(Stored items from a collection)
_____

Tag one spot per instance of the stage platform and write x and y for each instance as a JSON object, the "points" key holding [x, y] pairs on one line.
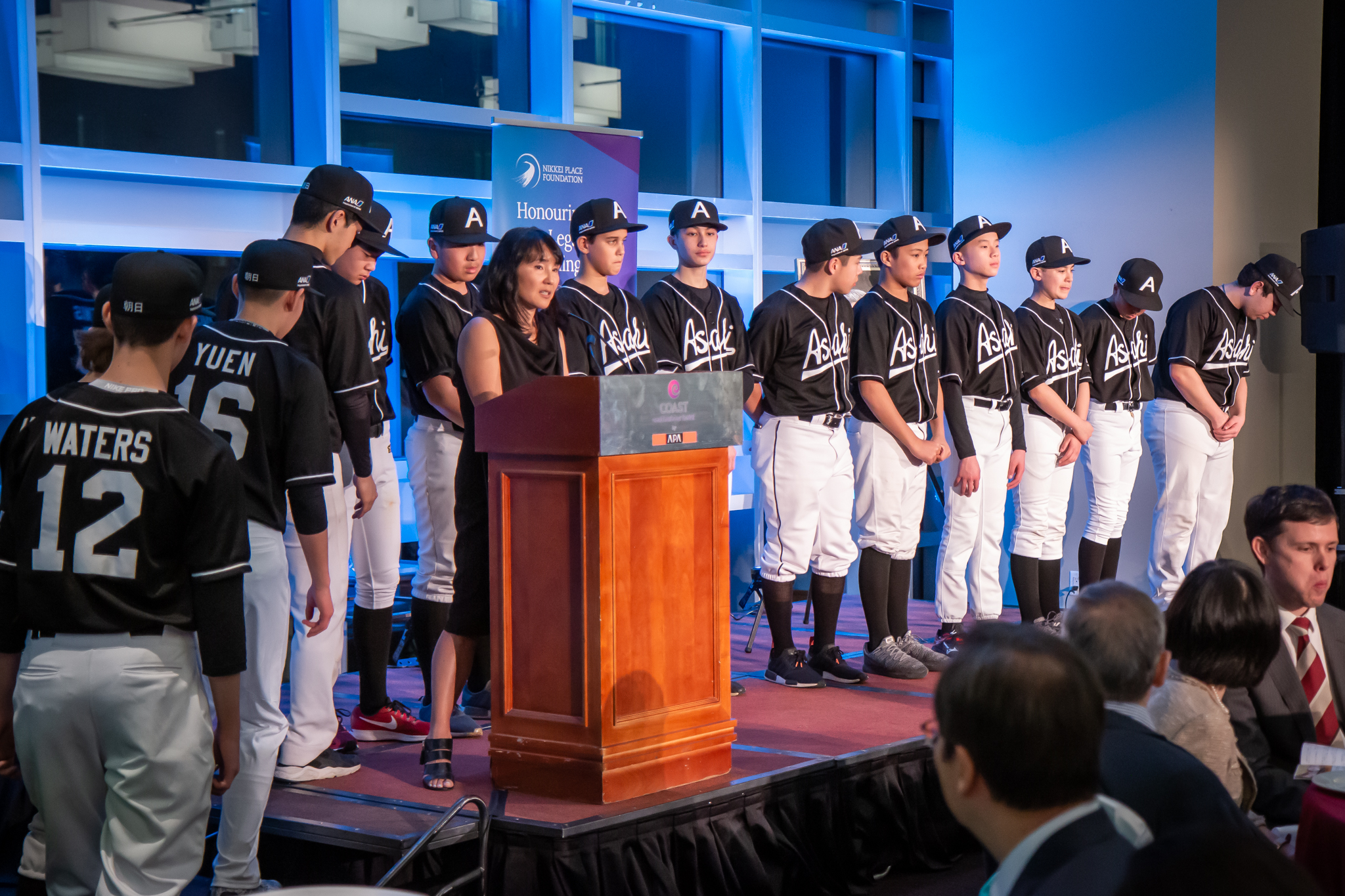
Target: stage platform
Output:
{"points": [[829, 788]]}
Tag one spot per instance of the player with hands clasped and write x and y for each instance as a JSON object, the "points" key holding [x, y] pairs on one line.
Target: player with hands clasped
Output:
{"points": [[978, 370], [123, 548], [1199, 408], [894, 435], [801, 339], [1053, 381]]}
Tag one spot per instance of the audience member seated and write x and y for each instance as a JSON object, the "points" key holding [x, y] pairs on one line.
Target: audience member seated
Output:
{"points": [[1293, 534], [1119, 631], [1016, 739], [1223, 633]]}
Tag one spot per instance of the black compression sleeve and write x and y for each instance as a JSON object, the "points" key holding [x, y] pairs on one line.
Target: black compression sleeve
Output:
{"points": [[353, 416], [309, 509], [218, 612], [957, 417]]}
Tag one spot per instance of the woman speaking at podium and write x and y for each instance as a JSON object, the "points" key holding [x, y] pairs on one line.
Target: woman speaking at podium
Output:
{"points": [[518, 336]]}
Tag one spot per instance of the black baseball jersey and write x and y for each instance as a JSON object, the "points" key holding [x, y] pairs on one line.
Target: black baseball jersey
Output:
{"points": [[978, 344], [268, 402], [1051, 352], [331, 333], [428, 326], [1207, 332], [1119, 354], [802, 347], [894, 344], [118, 508]]}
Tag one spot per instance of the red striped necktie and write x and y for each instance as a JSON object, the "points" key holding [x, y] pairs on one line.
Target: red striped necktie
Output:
{"points": [[1312, 672]]}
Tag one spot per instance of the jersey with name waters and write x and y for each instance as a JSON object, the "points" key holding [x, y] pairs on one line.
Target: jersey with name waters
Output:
{"points": [[802, 347], [119, 513], [695, 330], [1206, 331], [894, 344], [1119, 354], [1051, 352], [265, 400]]}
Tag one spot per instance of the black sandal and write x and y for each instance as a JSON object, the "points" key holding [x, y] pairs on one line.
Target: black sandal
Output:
{"points": [[437, 759]]}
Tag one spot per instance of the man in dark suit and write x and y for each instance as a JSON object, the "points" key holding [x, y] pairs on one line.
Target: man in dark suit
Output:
{"points": [[1293, 532], [1119, 630], [1016, 739]]}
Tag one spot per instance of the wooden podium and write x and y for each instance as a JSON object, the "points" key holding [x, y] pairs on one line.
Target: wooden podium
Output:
{"points": [[609, 576]]}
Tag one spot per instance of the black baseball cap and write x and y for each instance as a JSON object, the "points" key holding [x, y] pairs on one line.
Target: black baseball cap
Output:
{"points": [[459, 222], [1139, 281], [835, 238], [969, 228], [377, 237], [1052, 251], [276, 264], [342, 187], [904, 230], [156, 286], [694, 213], [600, 217]]}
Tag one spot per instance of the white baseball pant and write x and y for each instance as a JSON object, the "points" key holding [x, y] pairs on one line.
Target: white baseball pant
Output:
{"points": [[888, 489], [1043, 505], [112, 733], [376, 543], [807, 489], [1110, 461], [264, 726], [432, 449], [315, 662], [974, 526], [1195, 476]]}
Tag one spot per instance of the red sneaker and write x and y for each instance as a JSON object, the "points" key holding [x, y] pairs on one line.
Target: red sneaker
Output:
{"points": [[393, 721]]}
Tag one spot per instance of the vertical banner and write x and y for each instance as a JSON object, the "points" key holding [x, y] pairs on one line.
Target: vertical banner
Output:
{"points": [[541, 174]]}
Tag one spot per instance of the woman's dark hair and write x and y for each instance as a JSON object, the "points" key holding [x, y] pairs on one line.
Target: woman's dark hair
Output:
{"points": [[1223, 626], [518, 246]]}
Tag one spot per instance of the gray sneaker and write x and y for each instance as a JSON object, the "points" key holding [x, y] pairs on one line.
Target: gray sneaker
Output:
{"points": [[931, 660], [888, 660]]}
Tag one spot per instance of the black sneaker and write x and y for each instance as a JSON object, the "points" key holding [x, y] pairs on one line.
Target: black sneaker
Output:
{"points": [[793, 671]]}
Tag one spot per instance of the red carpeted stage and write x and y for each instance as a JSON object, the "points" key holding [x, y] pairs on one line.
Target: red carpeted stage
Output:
{"points": [[829, 789]]}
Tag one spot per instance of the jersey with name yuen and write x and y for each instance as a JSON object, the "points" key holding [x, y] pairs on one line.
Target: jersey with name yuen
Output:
{"points": [[267, 402], [617, 323], [1051, 352], [116, 503], [1119, 354], [978, 344], [894, 344], [802, 347], [1207, 332]]}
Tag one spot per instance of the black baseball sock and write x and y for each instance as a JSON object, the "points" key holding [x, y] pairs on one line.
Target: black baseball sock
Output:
{"points": [[1093, 559], [875, 572], [373, 636], [826, 591], [779, 612], [428, 620], [1026, 586], [1048, 586], [1113, 561]]}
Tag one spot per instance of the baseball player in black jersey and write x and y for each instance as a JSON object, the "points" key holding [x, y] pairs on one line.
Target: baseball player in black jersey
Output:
{"points": [[1199, 408], [1119, 349], [978, 368], [611, 319], [801, 340], [894, 435], [428, 326], [269, 405], [1053, 379], [331, 209], [121, 535]]}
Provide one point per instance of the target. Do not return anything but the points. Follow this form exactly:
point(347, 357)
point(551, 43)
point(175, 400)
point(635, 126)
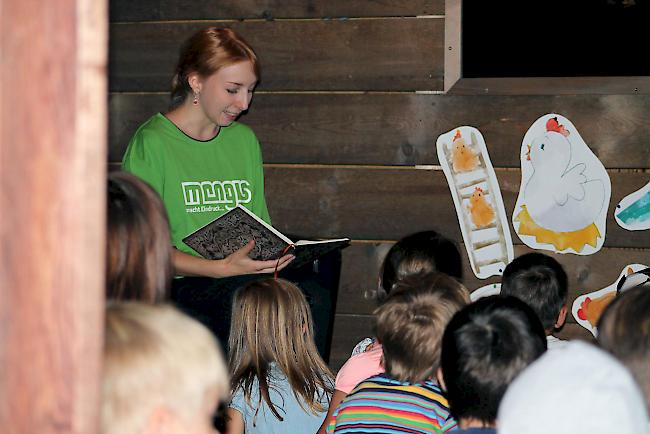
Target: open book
point(234, 229)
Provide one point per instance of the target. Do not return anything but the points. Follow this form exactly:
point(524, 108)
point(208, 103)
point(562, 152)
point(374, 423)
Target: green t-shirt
point(198, 180)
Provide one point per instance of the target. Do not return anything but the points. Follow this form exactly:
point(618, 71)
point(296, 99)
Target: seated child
point(409, 326)
point(578, 388)
point(421, 252)
point(279, 381)
point(541, 282)
point(139, 255)
point(624, 331)
point(163, 372)
point(485, 346)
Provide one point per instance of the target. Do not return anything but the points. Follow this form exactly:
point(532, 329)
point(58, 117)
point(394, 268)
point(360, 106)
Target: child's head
point(410, 324)
point(577, 388)
point(421, 252)
point(624, 331)
point(271, 323)
point(484, 347)
point(541, 282)
point(139, 252)
point(162, 369)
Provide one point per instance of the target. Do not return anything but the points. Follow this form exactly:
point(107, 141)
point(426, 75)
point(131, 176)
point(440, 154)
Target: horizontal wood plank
point(296, 55)
point(381, 203)
point(362, 261)
point(401, 129)
point(154, 10)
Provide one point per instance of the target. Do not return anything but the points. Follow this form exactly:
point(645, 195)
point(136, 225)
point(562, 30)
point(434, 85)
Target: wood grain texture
point(386, 204)
point(401, 129)
point(362, 261)
point(377, 54)
point(52, 223)
point(153, 10)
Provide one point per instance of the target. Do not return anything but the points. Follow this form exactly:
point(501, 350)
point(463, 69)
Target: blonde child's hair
point(156, 356)
point(411, 322)
point(271, 323)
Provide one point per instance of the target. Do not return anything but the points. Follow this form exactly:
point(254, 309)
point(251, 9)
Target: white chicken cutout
point(565, 190)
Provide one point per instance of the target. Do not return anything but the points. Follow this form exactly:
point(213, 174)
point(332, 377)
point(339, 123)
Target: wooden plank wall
point(348, 112)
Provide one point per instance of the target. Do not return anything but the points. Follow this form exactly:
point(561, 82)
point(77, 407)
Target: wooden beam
point(355, 54)
point(154, 10)
point(52, 184)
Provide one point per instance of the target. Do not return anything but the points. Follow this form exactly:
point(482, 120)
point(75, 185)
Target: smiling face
point(224, 95)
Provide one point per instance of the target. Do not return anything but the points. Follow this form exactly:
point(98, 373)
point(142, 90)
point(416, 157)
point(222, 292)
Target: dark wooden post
point(52, 184)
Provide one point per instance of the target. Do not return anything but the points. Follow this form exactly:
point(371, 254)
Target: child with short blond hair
point(406, 398)
point(163, 372)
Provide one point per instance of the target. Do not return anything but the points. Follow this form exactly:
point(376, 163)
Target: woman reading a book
point(199, 159)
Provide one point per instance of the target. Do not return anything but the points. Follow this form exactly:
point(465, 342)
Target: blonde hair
point(411, 322)
point(139, 251)
point(206, 52)
point(271, 323)
point(155, 356)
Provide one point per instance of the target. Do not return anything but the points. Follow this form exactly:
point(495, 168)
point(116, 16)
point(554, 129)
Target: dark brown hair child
point(409, 325)
point(624, 331)
point(541, 282)
point(418, 253)
point(485, 346)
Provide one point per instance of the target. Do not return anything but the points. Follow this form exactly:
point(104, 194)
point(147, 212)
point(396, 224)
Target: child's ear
point(561, 318)
point(441, 380)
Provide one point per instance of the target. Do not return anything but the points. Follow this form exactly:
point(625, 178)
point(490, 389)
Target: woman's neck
point(192, 121)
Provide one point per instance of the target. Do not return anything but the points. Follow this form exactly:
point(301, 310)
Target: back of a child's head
point(484, 347)
point(410, 324)
point(159, 361)
point(624, 331)
point(271, 324)
point(421, 252)
point(139, 252)
point(577, 388)
point(541, 282)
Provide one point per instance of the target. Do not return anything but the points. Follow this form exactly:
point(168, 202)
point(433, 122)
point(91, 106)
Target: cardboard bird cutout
point(474, 188)
point(565, 190)
point(588, 308)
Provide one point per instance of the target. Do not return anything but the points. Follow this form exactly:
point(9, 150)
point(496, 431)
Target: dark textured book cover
point(234, 229)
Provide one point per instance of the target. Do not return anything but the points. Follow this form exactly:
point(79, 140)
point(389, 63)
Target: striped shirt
point(381, 404)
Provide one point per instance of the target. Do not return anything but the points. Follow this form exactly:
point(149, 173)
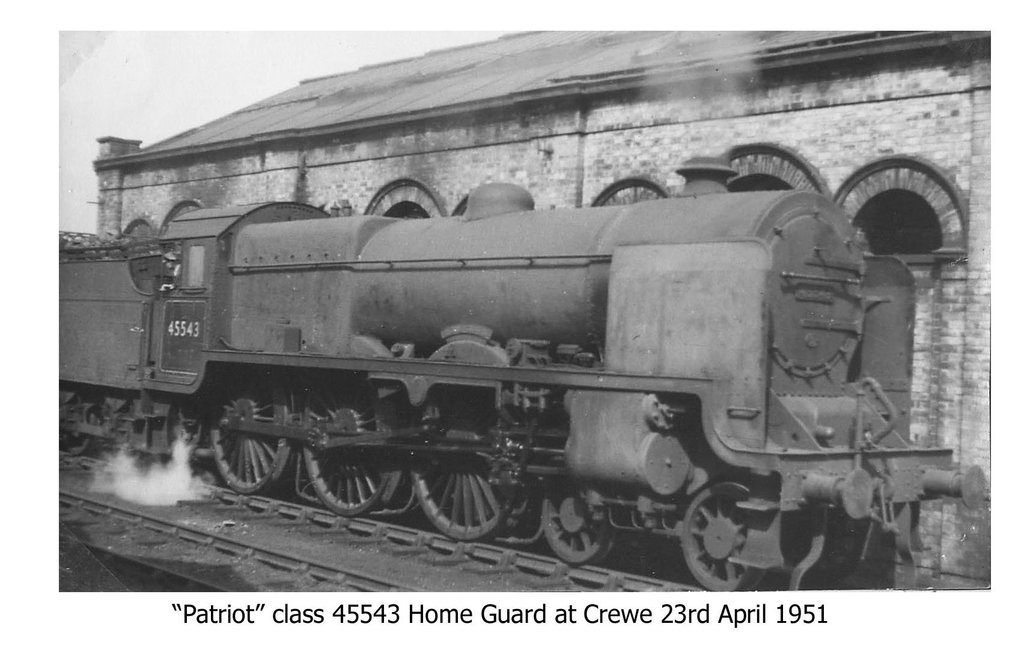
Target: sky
point(150, 86)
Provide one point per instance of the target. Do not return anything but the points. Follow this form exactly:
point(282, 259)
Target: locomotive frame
point(721, 384)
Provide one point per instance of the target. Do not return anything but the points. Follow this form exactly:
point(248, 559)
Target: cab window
point(195, 265)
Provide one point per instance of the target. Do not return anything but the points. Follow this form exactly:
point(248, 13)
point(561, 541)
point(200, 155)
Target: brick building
point(895, 127)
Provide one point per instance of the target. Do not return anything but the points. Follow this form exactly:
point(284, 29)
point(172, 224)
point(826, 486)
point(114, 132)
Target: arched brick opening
point(139, 228)
point(772, 167)
point(905, 206)
point(406, 199)
point(178, 210)
point(632, 190)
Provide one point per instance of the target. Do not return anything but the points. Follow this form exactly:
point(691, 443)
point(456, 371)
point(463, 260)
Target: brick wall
point(839, 119)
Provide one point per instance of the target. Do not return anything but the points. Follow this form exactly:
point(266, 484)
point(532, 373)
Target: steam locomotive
point(729, 370)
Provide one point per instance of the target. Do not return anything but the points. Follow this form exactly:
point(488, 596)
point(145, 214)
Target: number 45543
point(183, 329)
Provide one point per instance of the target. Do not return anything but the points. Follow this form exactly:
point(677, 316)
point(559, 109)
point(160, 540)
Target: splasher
point(155, 484)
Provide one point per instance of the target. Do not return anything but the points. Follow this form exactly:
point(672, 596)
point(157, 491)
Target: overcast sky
point(150, 86)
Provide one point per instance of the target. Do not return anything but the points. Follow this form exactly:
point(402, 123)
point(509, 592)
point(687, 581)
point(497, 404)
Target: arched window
point(139, 228)
point(406, 199)
point(772, 167)
point(627, 192)
point(904, 206)
point(178, 210)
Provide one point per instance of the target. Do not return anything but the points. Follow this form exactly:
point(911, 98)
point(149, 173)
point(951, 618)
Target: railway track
point(302, 548)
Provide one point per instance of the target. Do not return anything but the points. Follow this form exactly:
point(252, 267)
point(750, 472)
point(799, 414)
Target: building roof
point(512, 69)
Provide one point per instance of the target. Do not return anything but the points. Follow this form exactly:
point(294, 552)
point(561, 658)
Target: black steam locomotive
point(731, 370)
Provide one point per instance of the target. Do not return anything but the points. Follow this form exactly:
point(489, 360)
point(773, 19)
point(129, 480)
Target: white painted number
point(182, 329)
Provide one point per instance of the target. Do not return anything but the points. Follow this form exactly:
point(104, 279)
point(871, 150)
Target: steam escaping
point(155, 484)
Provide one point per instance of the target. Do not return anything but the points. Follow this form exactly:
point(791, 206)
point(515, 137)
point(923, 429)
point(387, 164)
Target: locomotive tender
point(731, 370)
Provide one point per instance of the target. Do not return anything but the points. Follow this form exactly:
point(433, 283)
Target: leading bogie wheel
point(572, 529)
point(713, 533)
point(458, 499)
point(250, 463)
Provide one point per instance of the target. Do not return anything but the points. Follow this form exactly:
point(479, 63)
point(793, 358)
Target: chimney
point(111, 147)
point(706, 174)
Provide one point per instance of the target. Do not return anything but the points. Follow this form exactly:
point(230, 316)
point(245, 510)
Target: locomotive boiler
point(729, 370)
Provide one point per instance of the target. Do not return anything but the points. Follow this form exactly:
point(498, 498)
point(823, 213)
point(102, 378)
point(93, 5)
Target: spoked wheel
point(459, 500)
point(713, 532)
point(572, 531)
point(348, 480)
point(248, 462)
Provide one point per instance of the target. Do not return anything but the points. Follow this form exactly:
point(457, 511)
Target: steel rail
point(493, 556)
point(275, 558)
point(592, 578)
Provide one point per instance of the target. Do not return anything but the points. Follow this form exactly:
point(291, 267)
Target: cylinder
point(970, 485)
point(854, 491)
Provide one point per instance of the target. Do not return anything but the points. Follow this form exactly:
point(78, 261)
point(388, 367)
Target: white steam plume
point(154, 485)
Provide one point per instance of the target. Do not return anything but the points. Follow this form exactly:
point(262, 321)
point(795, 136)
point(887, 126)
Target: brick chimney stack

_____

With the first line being the one containing "Tag one spot per instance of the red carpeted" and the last line the one containing "Target: jersey with name yuen", transcribe exactly the lines above that fall in that range.

Tag one spot per instance of the red carpeted stage and write x and y for each instance as a JSON object, the "points" key holding [x, y] pairs on one line.
Target: red carpeted stage
Output:
{"points": [[829, 789]]}
Tag one spot per instance of the jersey with name yuen and write x and y for each instance as a JSON object, the "points" key holding [x, y] pairs on one line.
Target: jersey with name yuen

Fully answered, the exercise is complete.